- [RECORDS FOR THIS TASK]
——

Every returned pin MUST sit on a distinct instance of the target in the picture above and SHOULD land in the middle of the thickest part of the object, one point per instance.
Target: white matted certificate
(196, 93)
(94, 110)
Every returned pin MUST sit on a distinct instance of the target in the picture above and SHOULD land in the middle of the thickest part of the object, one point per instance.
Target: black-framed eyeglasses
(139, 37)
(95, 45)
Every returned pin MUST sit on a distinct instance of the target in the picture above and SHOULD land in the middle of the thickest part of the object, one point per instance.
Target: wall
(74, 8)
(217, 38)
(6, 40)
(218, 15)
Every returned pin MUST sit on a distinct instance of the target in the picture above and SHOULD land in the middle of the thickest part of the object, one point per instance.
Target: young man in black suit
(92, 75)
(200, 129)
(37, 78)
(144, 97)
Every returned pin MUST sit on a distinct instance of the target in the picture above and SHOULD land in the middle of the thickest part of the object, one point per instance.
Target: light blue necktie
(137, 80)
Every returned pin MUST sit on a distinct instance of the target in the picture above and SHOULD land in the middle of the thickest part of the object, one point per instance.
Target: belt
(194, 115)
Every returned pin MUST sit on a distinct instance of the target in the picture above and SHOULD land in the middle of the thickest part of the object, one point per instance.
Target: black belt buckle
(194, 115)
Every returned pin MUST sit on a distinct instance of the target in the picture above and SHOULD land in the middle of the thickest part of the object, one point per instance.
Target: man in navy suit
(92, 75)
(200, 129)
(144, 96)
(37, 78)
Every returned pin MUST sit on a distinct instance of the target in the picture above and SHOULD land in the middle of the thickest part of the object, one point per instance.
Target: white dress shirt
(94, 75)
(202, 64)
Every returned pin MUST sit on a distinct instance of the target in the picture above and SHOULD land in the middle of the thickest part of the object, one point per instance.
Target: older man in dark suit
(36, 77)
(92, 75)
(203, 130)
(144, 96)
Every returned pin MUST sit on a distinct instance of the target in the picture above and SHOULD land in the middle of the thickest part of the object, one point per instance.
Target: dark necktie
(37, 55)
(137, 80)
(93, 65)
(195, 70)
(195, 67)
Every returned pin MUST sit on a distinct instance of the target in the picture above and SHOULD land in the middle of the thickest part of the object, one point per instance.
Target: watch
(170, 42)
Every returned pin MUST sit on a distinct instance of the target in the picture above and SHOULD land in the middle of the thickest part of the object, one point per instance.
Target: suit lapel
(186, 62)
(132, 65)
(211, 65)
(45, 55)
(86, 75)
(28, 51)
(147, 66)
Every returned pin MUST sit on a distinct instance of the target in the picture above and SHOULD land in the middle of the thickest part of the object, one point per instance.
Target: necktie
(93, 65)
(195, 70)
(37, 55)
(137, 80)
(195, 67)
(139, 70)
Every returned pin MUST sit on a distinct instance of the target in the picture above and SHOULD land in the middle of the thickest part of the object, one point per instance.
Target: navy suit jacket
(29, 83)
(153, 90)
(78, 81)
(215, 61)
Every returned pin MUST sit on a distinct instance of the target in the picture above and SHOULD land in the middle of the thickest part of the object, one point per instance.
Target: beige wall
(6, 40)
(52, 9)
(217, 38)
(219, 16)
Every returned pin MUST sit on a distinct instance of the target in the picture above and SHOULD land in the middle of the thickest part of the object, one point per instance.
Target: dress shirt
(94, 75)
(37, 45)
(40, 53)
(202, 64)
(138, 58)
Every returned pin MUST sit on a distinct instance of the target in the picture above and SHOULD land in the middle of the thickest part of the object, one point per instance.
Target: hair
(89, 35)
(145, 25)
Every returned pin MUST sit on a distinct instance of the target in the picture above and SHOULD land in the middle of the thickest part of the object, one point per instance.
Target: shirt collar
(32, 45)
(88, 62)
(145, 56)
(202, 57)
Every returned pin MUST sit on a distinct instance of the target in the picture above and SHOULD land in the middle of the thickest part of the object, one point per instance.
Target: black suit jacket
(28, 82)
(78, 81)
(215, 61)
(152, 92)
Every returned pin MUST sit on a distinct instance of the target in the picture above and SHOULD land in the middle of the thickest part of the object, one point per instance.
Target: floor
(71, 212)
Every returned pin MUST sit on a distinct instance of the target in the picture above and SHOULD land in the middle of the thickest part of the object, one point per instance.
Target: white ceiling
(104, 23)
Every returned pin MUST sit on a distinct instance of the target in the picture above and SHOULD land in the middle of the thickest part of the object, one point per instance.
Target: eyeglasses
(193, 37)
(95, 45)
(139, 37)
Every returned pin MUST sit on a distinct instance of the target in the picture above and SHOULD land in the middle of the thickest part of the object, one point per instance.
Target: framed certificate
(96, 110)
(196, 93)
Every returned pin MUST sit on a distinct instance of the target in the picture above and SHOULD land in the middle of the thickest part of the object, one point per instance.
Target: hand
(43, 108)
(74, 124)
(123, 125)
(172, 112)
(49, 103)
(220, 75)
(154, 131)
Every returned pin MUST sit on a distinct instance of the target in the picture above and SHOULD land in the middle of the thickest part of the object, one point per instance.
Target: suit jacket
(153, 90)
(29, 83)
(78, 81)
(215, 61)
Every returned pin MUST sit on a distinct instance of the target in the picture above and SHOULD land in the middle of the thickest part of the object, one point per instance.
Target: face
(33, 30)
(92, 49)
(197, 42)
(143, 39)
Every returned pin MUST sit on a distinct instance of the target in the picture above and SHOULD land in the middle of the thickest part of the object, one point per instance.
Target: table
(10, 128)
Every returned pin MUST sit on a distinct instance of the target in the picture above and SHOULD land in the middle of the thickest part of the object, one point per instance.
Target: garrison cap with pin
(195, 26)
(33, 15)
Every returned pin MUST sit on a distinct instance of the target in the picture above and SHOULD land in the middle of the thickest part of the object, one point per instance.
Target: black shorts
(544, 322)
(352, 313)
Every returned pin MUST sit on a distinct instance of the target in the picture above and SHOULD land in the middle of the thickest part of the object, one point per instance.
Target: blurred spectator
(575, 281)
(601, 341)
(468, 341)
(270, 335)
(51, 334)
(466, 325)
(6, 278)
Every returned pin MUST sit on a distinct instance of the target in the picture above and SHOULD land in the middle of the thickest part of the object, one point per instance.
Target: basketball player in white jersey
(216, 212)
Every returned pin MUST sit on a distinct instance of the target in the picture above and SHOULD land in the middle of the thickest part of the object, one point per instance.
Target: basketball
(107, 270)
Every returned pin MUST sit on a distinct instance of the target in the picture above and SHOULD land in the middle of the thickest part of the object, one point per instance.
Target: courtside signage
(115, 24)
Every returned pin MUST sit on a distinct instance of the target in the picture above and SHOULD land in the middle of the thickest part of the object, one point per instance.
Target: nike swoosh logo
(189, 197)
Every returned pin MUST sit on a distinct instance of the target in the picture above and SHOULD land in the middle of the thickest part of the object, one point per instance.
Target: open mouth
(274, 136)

——

- [ABOUT THIS EXERCISE] Write each record out again exactly.

- [SOLUTION TO THIS PROBLEM]
Every returned pin MUST sit on a distinct instance of the target in the picture above and SHOULD land in the middle of the thickest part of the object, one point per instance.
Target: white matted certificate
(196, 93)
(94, 110)
Every returned pin MUST sit on a distinct instance of the target in the picture above and SHOULD land in the middle of the thickest part of the object, one point per instance.
Target: black-framed eyeglasses
(139, 37)
(95, 45)
Every returned pin MUST sit on a distinct instance of the target in the picture above and SHOULD land in the middle of the thickest part of the object, one point per instance.
Target: wall
(74, 8)
(217, 38)
(6, 40)
(218, 15)
Every returned pin MUST sit on a distinct instance of the target in the picture above and SHOULD land in the middle of the thickest part of the object, one point per instance.
Target: young man in black suit
(92, 75)
(200, 129)
(37, 78)
(144, 97)
Every returned pin MUST sit on a distinct instance of the target in the picture above and SHOULD land in the middle of the thickest part of the object, one point per instance.
Target: light blue necktie
(137, 80)
Every returned pin MUST sit on a distinct instance of the target in the picture above and SHOULD land in the middle of the thickest part of the object, one point per instance.
Target: belt
(194, 115)
Every returned pin MUST sit on a distinct instance of the target in the picture above and SHOULD land in the middle of the thickest part of the object, one point per instance.
Target: black belt buckle
(194, 115)
Every returned pin MUST sit on a distinct instance of the target in the picture above and SHOULD land in the middle of the thickest part of the object, one point per instance.
Target: man in navy suit
(92, 75)
(200, 129)
(144, 96)
(37, 78)
Every returned pin MUST sit on a distinct instance of the target in the picture above and SHOULD land in the middle of the thickest part of the object, one point per instance.
Target: white dress shirt
(94, 75)
(202, 64)
Every returned pin MUST sit on a distinct instance of the target in the picture above and SHOULD land in the middle of the thickest part of the object, one point per instance.
Target: older man in dark suit
(36, 77)
(92, 75)
(203, 130)
(144, 96)
Every returned pin MUST sit on a distinct instance of the target in the picture above and SHOULD land in the middle of the thickest part of the object, one point per instance.
Target: dark necktie
(37, 55)
(137, 80)
(93, 65)
(195, 70)
(195, 67)
Every returned pin MUST sit on a distinct instance of the target in the picture above and SHOULD land in the middle of the thickest part of the object, one point per instance.
Target: watch
(170, 42)
Every returned pin MUST sit on a distinct instance of the target in the picture above and SHOULD land in the middle of the thickest part of the object, one point per instance.
Target: suit lapel
(186, 62)
(132, 65)
(211, 65)
(45, 55)
(86, 75)
(28, 51)
(147, 66)
Every returned pin MUST sit on a distinct instance of the target in the picture above and SHOULD land in the middle of the thickest part of the object, one point per instance.
Target: necktie
(93, 65)
(195, 70)
(37, 55)
(137, 80)
(195, 67)
(139, 70)
Every returned pin MUST sit on a distinct instance of the target in the picture above and SHOULD land in the middle of the thickest part of the object, one point per instance.
Target: navy suit jacket
(29, 83)
(153, 90)
(78, 81)
(215, 61)
Every returned pin MUST sit on a distinct instance of the target in the picture above and SHOULD land in the middle of the thickest part of the object, one point per instance.
Target: beige wall
(6, 40)
(52, 9)
(217, 38)
(219, 16)
Every returned pin MUST sit on a distinct instance of the target in the picture above and SHOULD land in the middle of the thickest part of the object, one point per instance.
Target: dress shirt
(94, 75)
(37, 45)
(40, 53)
(202, 64)
(138, 58)
Every returned pin MUST sit on a distinct instance of the target in the picture above and SHOULD land in the middle of the thickest part of the object, one point per instance.
Target: hair
(89, 35)
(145, 25)
Every returned pin MUST sit on a distinct instance of the target in the picture above and SHOULD land in the middle of the thickest part of the object, one point per instance.
Target: shirt collar
(32, 45)
(88, 62)
(145, 56)
(202, 57)
Every returned pin MUST sit on a distinct instance of the target in the picture above and SHOULD land in the middle of the thickest part of the object, one point per instance.
Target: black suit jacket
(28, 82)
(78, 81)
(215, 61)
(152, 92)
Every returned pin MUST sit on a distinct instance of the target in the picture above and SHOULD land in the middle of the thickest part of the object, one point per instance.
Target: floor
(71, 212)
Every returned pin MUST sit on a distinct instance of the target in the picture above and SHOULD land in the middle of the thickest part of the object, one point per instance.
Target: white ceiling
(104, 23)
Every returned pin MUST sit on a distinct instance of the target in the picture above and SHOULD land in the middle of the thickest part of the object, one point per instance.
Target: eyeglasses
(193, 37)
(95, 45)
(139, 37)
Every returned pin MUST sit on a distinct instance of the target in the picture above and SHOULD land in the middle of the thickest part of the object, one point per instance.
Target: framed certificate
(96, 110)
(196, 93)
Every returned pin MUST sit on a distinct instance of the target in the picture above and SHOULD land in the middle of the thickest part of the object, one point per instance.
Target: hand
(43, 108)
(74, 124)
(123, 125)
(172, 112)
(49, 103)
(220, 75)
(154, 131)
Every returned pin MUST sit on a distinct instance of the target in the picture above and SHOULD land in the middle of the thickest part of the object, one point per instance.
Target: suit jacket
(153, 90)
(29, 83)
(78, 81)
(215, 61)
Every returned pin MUST sit on a distinct instance of the target in the picture above and SHOULD land in the middle of the thickest part of the object, one point per instance.
Target: face
(33, 30)
(92, 49)
(197, 42)
(143, 39)
Every returned pin MUST sit on a distinct instance of the target in the picture above and SHOULD land in the middle of the thickest part of the object, one point per instance.
Target: table
(10, 128)
Every returned pin MUST sit on a distinct instance of the target in the picture above and SHOULD land in the middle of the thickest part of the object, one point per instance.
Target: garrison cap with pin
(195, 26)
(33, 15)
Every returned pin MUST sit on a distinct instance of the target in the picture above and SHOULD land in the middle of the thickest part of the object, one point per instance.
Target: black shorts
(544, 322)
(352, 313)
Every returned pin MUST sit on a distinct instance of the target in the picture above and SHOULD land in the middle of the thickest part of the object, one point per instance.
Target: blurred spectator
(575, 281)
(601, 341)
(468, 341)
(270, 335)
(51, 334)
(466, 325)
(6, 278)
Every returned pin MUST sit on a distinct instance of the target in the picture above and SHOULD land in the middle of the thickest part of the object, one point per instance.
Target: basketball player in white jersey
(216, 212)
Every returned pin MUST sit on a distinct instance of the target in the picture above and SHOULD land in the middle of the thickest part of the object, one point per instance.
Target: basketball
(107, 270)
Every returned pin MUST sit on a distinct instance of the target in the picture above and SHOULD land in the middle of the thickest part of the object, one point per instance.
Target: courtside signage
(115, 24)
Every returned pin MUST sit on a distinct instance of the target in the picture above and SHOULD land in the middle of the thickest part of the object, one point per instance.
Target: nike swoosh logo
(189, 197)
Every returned pin MUST sit on a distinct instance of the target in the picture above and SHOULD land in the middle of the thickest part of the object, one point per instance.
Target: open mouth
(274, 136)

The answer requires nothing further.